◆ Task item
Could the records below be restated word for word, without a single picture?

◆ Data
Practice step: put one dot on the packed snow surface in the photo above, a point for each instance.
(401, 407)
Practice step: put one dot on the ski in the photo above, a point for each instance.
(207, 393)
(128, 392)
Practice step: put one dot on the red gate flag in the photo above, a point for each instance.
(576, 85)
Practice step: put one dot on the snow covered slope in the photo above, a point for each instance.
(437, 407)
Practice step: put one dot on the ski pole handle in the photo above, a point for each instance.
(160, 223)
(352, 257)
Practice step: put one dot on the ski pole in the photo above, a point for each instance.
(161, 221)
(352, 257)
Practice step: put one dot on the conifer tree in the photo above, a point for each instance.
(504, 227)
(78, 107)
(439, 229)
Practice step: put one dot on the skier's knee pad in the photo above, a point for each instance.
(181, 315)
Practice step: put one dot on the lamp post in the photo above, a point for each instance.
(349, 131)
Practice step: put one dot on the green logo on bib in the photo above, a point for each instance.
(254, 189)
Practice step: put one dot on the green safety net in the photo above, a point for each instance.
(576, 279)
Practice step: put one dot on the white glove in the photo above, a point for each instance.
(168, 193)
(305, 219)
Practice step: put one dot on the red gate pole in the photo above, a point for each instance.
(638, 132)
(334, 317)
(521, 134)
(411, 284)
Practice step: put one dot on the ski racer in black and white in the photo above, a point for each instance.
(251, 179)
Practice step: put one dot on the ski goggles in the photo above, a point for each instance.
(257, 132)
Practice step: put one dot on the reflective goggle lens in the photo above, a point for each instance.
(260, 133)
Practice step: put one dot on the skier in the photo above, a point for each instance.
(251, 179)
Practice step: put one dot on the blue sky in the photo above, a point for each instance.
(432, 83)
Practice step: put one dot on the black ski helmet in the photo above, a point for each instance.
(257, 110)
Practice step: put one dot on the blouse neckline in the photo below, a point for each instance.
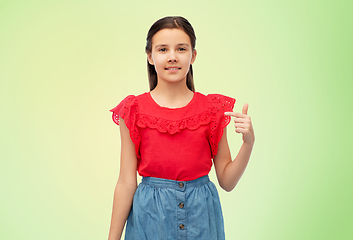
(167, 108)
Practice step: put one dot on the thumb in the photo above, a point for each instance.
(245, 108)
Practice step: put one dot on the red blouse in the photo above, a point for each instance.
(175, 143)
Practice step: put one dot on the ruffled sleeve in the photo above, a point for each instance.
(218, 104)
(128, 110)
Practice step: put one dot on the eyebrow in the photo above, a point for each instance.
(165, 45)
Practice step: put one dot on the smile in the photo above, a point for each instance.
(173, 68)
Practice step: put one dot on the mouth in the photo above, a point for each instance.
(172, 68)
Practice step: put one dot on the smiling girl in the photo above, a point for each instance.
(170, 135)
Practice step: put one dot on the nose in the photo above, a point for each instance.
(172, 58)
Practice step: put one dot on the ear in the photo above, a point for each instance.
(149, 58)
(194, 53)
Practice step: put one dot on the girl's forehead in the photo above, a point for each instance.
(170, 36)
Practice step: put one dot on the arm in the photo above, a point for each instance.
(229, 172)
(126, 185)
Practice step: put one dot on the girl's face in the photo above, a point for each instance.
(171, 55)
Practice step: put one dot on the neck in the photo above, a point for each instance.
(172, 95)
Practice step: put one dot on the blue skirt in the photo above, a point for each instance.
(165, 209)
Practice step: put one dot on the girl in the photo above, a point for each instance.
(170, 136)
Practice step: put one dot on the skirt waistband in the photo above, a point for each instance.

◆ Answer box
Practice step: put one dot on the packed snow surface in the photo above, a point for each instance.
(401, 407)
Practice step: put one dot on the ski in the photo above, a point for each instance.
(207, 393)
(128, 392)
Practice step: put one dot on the red gate flag in the photo above, a point for each instance.
(576, 85)
Practice step: put one dot on the snow covered slope in the photo above, a point for each instance.
(437, 407)
Practice step: put one dot on the ski pole handle in the photo above, a point for each instance.
(160, 223)
(352, 257)
Practice step: put one dot on the ski pole in the photo above, a point for each instance.
(161, 221)
(352, 257)
Practice step: put one dot on the conifer tree in the photo above, a point for each instance.
(504, 227)
(78, 107)
(439, 229)
Practice step: put one dot on the skier's knee pad in the photo above, a point for each instance.
(181, 315)
Practice step: put one dot on the lamp post in the photo above, a point for each instance.
(349, 131)
Practice step: put one dot on the green logo on bib in the photo above, a point for each instance.
(254, 189)
Practice step: put one dot on the green safety net in the photo above, a point for each instance.
(576, 279)
Practice step: put one dot on the white glove in the photo above, a point for each instance.
(168, 193)
(305, 219)
Practice step: put one dot on the red gate pole in the photo above, a point for each instance.
(638, 132)
(334, 317)
(521, 134)
(411, 284)
Practice step: put one dot on the ski racer in black and white in the photo above, a point for each instance.
(251, 179)
Practice step: put one dot on the ski goggles in the photo above, a point for each instance.
(257, 132)
Practice step: put one dot on the reflective goggle lens in the photo above, a point for each instance.
(260, 133)
Practice step: put one dot on the skier in the photo above, a point for each instance.
(251, 179)
Practice step: put one dot on the blue sky in the photo above, a point for each instance.
(432, 83)
Practice step: put one dot on the black ski helmet in the photo above, a point for each instance.
(257, 110)
Practice step: put one dot on the blouse neckline in the photo below, a point for each instance.
(167, 108)
Practice step: put one dot on the thumb in the photo above, a point for each instance.
(245, 108)
Practice step: put one dot on the red blouse in the photo above, a point for each instance.
(175, 143)
Practice step: put one dot on the ruffled sleeve in the photo above, a point for each instance.
(218, 104)
(128, 110)
Practice step: put one dot on the eyebrow in the photo above, a point for each instance.
(165, 45)
Practice step: put one dot on the smile in the photo above, a point for each instance.
(173, 68)
Practice step: put one dot on the mouth in the photo above, a point for each instance.
(172, 68)
Practice step: put one dot on the smiling girl in the photo above, a point for each instance.
(170, 135)
Practice step: put one dot on the nose in the photo above, a point for each instance.
(172, 58)
Practice step: put one dot on the ear in the photo above, a point for each instance.
(149, 58)
(194, 53)
Practice step: put one dot on the girl's forehead in the photo above, a point for each instance.
(170, 36)
Practice step: put one dot on the arm in the photo above, a point for each instance.
(229, 172)
(126, 185)
Practice step: put one dot on the girl's face in the photo above, a point for each instance.
(171, 55)
Practice step: put one dot on the neck in the photo above, a point for each instance.
(172, 95)
Practice step: put one dot on the blue skirt in the photo above, a point for each instance.
(165, 209)
Practice step: put one dot on the girl in the photo above, a point for each instance.
(170, 136)
Practice step: put one dot on the skirt waistband in the photo above, a point for each instance.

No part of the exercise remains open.